An exact copy of all records is expected, minus the images.

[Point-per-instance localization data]
"""

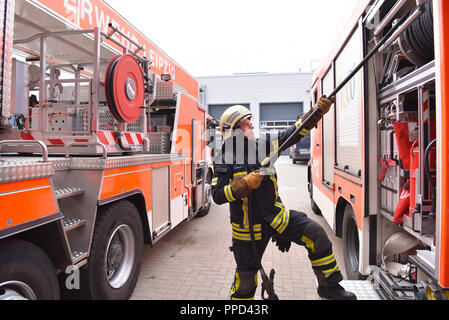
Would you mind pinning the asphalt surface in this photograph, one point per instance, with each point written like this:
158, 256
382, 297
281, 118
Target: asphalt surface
193, 261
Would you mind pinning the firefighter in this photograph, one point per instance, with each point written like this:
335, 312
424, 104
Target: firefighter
238, 179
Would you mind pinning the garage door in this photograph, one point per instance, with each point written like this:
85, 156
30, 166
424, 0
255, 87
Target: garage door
216, 110
279, 116
280, 111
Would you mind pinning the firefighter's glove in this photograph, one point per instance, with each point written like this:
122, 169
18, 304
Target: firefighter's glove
254, 179
283, 245
324, 105
240, 188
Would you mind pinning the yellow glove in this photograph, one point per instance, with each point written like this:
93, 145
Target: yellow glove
324, 104
242, 187
254, 179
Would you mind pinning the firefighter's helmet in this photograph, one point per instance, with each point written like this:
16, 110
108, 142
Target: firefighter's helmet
231, 117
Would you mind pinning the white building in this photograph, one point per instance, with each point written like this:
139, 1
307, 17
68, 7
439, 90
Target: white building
275, 99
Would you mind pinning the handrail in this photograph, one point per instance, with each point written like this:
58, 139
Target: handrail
25, 142
86, 144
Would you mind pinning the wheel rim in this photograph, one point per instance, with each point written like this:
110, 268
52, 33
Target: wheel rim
352, 245
16, 290
120, 255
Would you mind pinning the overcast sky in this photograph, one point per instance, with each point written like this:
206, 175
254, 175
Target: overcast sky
222, 37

"""

- _ANSWER_:
Would you mind pinning the asphalt surface in this photograph, one point per instance, with each point written like this:
158, 256
382, 297
281, 118
Target: asphalt surface
193, 261
Would you mind pinning the firefighter in this photograph, one point per instance, with each point written like this:
335, 312
424, 104
Target: firefighter
238, 179
Would you mind pinning the garage door in this photograph, one point per instance, with each point written like this:
85, 156
30, 166
424, 0
255, 87
Target: garage door
216, 110
279, 116
280, 111
Would you mind pinning the firefighter's glove in this photograph, one point per instance, with each point written like this:
122, 169
18, 304
Target: firefighter's glove
254, 179
283, 245
324, 105
240, 188
Would you mind pinning the yellow glove in this photograph, one point per instance, with each point written like this:
93, 145
Target: yellow glove
324, 104
242, 187
254, 179
Would you mind pinning the firefighter's helmet in this photograph, one point per instance, with each point written like this:
16, 110
108, 142
Target: firefighter's helmet
231, 117
Would you mind pinning the white building in this photograph, one point per instance, with each point written like this:
139, 1
307, 17
68, 7
439, 90
Target: white building
275, 99
Would you mind pinning the handrail in this photograph, one point per instance, with each point written like this:
58, 139
Target: handrail
25, 142
86, 144
Would you mind pinning the wheel rim in this photograph, one point per instance, with each point written like this:
110, 268
52, 33
Target: wheel rim
352, 245
16, 290
120, 255
Would you mind pinning the overcast sky in this photograph, one point per instance, with each point written like this:
206, 175
254, 175
Target: overcast sky
222, 37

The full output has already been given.